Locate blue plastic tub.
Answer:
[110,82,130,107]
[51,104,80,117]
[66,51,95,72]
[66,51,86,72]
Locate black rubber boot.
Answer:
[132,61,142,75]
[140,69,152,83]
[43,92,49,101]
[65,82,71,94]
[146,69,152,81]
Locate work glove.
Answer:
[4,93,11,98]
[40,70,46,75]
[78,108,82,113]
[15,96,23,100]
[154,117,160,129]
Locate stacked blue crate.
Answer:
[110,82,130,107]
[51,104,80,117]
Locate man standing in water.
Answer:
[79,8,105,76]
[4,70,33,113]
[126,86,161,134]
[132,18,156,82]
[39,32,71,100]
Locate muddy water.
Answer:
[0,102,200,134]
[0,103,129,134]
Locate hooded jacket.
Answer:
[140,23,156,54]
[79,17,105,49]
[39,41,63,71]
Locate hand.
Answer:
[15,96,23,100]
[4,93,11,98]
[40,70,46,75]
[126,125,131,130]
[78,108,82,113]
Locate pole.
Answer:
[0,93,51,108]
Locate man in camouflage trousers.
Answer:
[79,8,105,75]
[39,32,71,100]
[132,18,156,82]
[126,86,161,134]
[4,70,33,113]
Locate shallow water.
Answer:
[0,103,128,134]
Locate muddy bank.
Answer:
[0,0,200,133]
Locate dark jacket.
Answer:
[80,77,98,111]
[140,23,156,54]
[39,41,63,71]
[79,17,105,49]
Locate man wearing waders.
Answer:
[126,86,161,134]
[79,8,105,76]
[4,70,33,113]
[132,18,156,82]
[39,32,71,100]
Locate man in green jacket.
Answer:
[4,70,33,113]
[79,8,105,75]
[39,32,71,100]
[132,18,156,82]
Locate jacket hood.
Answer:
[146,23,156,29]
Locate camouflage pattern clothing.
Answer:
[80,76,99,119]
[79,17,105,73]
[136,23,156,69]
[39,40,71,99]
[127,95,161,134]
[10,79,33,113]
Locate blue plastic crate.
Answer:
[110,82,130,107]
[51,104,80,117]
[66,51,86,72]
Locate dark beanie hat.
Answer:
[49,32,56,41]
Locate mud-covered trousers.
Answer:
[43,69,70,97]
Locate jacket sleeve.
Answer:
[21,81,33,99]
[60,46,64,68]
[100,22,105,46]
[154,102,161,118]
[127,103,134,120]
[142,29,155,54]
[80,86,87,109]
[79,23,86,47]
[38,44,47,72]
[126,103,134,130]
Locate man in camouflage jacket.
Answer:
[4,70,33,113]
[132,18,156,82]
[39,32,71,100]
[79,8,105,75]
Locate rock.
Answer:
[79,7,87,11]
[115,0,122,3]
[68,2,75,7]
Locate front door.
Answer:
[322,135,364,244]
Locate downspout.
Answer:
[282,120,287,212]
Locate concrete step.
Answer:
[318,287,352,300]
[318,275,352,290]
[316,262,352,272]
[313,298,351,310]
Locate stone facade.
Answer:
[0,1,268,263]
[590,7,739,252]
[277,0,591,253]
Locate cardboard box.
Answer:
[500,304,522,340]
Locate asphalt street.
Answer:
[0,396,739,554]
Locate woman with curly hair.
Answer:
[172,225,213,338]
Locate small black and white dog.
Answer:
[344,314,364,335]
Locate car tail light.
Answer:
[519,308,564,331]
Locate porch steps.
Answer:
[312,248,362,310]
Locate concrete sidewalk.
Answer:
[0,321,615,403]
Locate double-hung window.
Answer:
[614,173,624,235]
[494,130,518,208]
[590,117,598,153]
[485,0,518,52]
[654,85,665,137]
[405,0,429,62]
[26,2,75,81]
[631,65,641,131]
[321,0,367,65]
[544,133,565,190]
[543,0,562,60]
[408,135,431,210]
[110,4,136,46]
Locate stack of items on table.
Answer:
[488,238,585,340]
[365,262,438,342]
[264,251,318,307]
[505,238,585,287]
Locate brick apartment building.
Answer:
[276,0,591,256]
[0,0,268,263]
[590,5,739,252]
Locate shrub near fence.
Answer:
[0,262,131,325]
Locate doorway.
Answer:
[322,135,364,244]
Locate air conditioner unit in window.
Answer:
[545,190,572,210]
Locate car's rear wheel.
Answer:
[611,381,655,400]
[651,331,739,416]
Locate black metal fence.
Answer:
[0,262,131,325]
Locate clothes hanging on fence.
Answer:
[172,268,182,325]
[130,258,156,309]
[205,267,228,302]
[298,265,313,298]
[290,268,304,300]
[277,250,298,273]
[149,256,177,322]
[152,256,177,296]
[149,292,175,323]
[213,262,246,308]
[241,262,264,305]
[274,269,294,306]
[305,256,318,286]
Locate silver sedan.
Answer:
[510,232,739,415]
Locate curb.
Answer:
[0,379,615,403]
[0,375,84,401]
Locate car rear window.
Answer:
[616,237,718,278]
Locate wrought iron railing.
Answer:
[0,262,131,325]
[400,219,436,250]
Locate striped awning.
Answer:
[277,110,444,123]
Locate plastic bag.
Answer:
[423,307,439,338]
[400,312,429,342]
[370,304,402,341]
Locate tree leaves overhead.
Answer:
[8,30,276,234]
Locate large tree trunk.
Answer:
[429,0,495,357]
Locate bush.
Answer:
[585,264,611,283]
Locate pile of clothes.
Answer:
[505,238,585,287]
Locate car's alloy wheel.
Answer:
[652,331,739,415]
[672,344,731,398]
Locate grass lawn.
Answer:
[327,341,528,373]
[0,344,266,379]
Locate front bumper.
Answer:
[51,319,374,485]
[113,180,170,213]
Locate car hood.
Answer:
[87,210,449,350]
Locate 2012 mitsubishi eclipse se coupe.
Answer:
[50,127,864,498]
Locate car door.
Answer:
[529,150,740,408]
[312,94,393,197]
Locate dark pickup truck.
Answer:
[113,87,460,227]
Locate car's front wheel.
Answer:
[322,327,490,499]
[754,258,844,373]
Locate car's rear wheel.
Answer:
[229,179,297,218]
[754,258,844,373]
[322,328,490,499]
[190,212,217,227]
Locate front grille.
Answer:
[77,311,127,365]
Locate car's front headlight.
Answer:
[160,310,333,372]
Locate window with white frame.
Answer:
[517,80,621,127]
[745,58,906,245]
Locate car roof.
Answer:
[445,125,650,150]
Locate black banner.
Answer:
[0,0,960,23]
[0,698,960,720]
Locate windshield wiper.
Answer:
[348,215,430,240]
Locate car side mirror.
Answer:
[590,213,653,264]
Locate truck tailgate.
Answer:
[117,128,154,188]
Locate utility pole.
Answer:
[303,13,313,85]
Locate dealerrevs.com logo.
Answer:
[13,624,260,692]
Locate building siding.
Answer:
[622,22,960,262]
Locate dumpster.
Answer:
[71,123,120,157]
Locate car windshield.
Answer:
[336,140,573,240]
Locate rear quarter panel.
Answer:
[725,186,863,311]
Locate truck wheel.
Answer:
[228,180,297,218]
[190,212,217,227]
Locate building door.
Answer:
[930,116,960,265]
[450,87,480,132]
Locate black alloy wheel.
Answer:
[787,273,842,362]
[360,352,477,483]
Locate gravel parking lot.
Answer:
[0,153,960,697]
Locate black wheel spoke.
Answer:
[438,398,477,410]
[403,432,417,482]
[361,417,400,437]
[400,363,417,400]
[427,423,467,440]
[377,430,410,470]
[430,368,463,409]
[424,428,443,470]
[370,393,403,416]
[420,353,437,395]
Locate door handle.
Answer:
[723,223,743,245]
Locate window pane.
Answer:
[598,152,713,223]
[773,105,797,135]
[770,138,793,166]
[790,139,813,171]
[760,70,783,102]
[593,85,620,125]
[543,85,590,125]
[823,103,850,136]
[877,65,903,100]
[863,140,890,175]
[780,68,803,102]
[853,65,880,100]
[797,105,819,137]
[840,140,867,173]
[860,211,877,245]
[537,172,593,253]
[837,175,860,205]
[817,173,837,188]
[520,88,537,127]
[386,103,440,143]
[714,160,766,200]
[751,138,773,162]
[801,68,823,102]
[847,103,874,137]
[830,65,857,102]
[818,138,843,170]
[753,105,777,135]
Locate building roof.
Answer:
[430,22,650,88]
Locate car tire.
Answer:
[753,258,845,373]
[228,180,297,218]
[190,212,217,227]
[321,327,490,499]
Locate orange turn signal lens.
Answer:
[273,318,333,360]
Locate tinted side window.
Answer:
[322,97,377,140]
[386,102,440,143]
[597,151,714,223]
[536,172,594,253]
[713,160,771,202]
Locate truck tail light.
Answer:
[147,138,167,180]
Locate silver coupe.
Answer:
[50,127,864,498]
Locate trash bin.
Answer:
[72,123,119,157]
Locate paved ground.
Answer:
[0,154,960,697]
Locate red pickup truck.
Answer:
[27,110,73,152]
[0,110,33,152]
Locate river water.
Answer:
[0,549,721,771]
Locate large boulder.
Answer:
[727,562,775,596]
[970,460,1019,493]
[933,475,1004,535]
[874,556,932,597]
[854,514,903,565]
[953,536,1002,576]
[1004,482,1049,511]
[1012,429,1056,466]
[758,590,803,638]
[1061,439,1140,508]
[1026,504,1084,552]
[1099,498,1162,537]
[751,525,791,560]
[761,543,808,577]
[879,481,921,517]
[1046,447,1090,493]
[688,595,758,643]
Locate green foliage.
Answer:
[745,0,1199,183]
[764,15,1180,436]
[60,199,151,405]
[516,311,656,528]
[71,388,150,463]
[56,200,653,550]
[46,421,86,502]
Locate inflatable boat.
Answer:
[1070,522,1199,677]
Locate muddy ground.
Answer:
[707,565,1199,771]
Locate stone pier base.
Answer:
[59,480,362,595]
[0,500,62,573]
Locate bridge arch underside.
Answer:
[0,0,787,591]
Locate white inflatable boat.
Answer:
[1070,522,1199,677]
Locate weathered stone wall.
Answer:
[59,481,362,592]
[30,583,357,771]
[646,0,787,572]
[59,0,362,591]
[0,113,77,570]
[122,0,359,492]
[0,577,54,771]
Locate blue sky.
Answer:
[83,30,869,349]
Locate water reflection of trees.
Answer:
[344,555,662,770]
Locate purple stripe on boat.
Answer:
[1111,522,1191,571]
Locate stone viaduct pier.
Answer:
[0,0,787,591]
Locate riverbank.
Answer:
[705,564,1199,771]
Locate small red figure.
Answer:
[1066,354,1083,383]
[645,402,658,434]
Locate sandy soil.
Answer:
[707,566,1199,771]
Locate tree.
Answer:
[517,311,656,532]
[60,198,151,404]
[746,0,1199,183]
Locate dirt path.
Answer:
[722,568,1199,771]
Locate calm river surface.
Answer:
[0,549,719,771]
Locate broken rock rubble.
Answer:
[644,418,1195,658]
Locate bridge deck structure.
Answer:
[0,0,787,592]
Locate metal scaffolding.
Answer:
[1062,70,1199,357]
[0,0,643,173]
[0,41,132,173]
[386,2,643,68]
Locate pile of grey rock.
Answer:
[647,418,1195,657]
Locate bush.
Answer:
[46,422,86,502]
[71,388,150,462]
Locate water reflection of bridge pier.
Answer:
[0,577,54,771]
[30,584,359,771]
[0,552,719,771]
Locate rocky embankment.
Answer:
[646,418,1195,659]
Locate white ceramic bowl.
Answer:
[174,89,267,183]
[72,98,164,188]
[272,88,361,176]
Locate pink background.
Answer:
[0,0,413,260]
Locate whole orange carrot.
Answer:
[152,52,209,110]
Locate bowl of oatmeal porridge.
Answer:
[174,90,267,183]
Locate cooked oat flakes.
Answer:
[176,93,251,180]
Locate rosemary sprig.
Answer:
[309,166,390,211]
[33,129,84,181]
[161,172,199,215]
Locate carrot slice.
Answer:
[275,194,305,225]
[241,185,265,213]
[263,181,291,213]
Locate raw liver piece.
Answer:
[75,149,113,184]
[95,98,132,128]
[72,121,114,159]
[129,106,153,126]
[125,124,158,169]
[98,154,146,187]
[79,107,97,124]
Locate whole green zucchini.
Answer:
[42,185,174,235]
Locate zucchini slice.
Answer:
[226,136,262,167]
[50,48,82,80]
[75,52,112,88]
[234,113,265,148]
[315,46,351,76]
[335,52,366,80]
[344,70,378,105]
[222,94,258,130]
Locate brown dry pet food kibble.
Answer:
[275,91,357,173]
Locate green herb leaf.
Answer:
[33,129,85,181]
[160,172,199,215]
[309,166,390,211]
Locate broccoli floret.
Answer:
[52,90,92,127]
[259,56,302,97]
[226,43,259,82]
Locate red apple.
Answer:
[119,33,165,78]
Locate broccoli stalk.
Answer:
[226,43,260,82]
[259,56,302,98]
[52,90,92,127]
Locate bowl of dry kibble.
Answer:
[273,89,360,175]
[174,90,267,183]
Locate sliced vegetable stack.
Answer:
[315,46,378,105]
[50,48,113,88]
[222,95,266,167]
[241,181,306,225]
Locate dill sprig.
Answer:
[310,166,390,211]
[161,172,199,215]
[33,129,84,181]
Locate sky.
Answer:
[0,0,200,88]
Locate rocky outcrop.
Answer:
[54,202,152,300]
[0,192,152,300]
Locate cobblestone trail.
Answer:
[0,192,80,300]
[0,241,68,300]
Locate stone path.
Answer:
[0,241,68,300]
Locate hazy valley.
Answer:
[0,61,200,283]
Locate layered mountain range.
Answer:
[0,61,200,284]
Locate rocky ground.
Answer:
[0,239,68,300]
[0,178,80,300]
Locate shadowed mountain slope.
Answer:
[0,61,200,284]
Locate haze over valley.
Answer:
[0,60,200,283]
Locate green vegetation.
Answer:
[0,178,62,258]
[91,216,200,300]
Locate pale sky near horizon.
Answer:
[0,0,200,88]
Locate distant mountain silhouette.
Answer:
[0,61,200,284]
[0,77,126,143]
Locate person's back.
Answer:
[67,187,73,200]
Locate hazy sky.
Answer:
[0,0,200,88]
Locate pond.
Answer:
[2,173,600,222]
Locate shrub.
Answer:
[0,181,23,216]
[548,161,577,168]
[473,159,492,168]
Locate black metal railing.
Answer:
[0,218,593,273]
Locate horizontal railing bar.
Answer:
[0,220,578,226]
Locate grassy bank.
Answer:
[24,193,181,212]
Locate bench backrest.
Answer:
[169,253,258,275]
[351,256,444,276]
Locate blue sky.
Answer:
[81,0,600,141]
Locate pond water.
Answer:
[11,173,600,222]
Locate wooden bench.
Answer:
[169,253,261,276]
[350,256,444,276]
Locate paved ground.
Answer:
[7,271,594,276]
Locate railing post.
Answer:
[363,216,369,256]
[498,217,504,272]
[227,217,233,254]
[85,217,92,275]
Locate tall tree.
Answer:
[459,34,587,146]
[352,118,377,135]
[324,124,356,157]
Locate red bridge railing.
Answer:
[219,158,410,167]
.....
◆ GOAL:
Repeat the material word for word, starting at the line containing "Locate car tire." and ending at the line containing "[72,123,119,157]", with both of those lines included.

◆ SOLUTION BELOW:
Locate car tire.
Answer:
[753,258,845,373]
[228,180,297,218]
[190,212,217,227]
[321,327,490,499]
Locate orange turn signal lens.
Answer:
[273,318,333,360]
Locate tinted side window.
Answer:
[322,97,377,140]
[386,102,440,143]
[597,151,714,223]
[536,172,594,253]
[713,160,771,202]
Locate truck tail light.
Answer:
[147,138,167,180]
Locate silver coupe.
Answer:
[50,127,864,498]
Locate trash bin.
Answer:
[72,123,119,157]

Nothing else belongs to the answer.